### [Tarefas do exercício]
1) Responda com base no artigo sobre a frase vista no Centro Dragão do Mar:
(a) Em que mês aconteceu a experiência relatada?
(b) Por onde quem escreve passeava quando encontrou a frase?
(c) Em que lugar a frase estava escrita?
2) Escreva, por favor, a continuação do artigo sobre a frase vista no Centro Dragão do Mar, começando logo depois da última frase apresentada.

### [Seção do documento]
Ceará

2022

Artigo | 2022 não será menos difícil que 2021, pelo contrário

Então, quem vai pagar reparações na minha alma?

Brasil de Fato | Crato (CE) |
Estava eu, passeando pelo Centro Dragão do Mar quando me deparo com uma frase em caixa alta no corredor em frente a varanda dos museus – QUEM VAI PAGAR REPARAÇÕES NA MINHA ALMA? - Foto: Lívio Pereira

Nessa muda de ano, entre dores e delícias, seguimos… Mas tem uma experiência que vivi ainda no ano passado, em novembro, mês que celebramos finados, que vez em quando torna a aparecer em minha consciência. 

Estava eu, passeando pelo Centro Dragão do Mar, vendo as intervenções em suas paredes que ainda não conhecia, quando me deparo com uma frase em caixa alta no corredor em frente a varanda dos museus – QUEM VAI PAGAR REPARAÇÕES NA MINHA ALMA? Uma frase tão direta que me fez olhar tão longe, tão fundo em mim e no meu contexto.

### [Trechos de dados]
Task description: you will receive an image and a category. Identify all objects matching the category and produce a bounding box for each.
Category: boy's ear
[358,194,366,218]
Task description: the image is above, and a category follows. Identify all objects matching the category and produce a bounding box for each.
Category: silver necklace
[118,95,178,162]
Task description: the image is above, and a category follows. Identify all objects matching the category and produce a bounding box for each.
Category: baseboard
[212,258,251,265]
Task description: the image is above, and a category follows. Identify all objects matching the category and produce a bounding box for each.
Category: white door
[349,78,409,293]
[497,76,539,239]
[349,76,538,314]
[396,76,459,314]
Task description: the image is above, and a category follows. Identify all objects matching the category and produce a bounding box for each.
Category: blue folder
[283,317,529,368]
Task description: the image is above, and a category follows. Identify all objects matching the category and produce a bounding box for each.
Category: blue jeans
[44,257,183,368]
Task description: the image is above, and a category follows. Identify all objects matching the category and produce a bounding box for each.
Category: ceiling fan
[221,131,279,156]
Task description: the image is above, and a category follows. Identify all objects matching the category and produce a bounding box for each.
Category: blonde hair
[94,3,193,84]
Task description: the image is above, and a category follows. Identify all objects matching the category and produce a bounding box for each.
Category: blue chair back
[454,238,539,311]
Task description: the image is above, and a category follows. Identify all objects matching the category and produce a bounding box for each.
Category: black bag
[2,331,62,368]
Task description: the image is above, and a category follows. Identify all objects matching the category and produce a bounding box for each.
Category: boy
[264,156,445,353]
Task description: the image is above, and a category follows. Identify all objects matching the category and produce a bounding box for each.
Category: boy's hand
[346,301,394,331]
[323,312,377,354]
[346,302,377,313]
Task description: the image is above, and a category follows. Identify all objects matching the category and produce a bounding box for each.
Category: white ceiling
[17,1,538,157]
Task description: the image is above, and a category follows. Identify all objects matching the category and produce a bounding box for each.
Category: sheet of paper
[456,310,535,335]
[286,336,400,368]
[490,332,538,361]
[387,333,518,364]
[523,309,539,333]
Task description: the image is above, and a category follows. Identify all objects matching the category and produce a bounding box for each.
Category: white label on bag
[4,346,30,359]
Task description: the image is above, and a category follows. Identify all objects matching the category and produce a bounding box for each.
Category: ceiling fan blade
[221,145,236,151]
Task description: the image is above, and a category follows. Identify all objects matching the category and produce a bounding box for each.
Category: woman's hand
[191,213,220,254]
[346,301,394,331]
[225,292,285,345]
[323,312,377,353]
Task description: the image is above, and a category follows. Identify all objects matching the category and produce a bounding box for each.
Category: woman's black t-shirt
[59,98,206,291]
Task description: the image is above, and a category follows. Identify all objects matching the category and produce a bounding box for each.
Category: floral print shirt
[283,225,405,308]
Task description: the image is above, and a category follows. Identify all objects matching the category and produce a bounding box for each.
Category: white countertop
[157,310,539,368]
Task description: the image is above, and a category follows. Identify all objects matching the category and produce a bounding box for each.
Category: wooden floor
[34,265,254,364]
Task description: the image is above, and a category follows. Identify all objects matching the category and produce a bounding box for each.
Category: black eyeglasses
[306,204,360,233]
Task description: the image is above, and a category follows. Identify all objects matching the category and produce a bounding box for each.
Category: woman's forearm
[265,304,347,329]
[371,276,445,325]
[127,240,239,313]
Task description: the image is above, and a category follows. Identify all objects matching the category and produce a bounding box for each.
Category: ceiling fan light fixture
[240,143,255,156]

### [Respostas por tarefa]
1)
(a) Em novembro.
(b) Pelo Centro Dragão do Mar.
(c) No corredor em frente à varanda dos museus.

2)
Pensar que o Brasil vinha, a duras penas e com muita luta social, superando algumas mazelas históricas de nossa sociedade, mas passou com o golpe de 2016 e seus desdobramentos até a eleição de um fascista para governar o país, a dar longos passos para trás. Tal situação provocou um retrocesso violento e cruel nas poucas melhorias de vida que nós trabalhadoras e trabalhadores havíamos conseguido conquistar.

Um desses retrocessos que tem me preocupado, diz respeito a política de assistência psicossocial. Afinal, o que mais se falou entre diversos profissionais da saúde mental foi o quanto aumentou o número de pessoas procurando algum serviço de atendimento psicológico, fosse porque alguma questão prévia se agravou na pandemia, fosse porque não foi fácil suportar-enfrentar a pandemia. Nesse sentido, como ficamos com o sucateamento dos Centros de Atendimento Psicossocial (Caps), com o reconhecimento de grupos religiosos como gestores de espaços terapêuticos para tratamento de pessoas que enfrentam dependência química e com o risco de volta dos manicômios?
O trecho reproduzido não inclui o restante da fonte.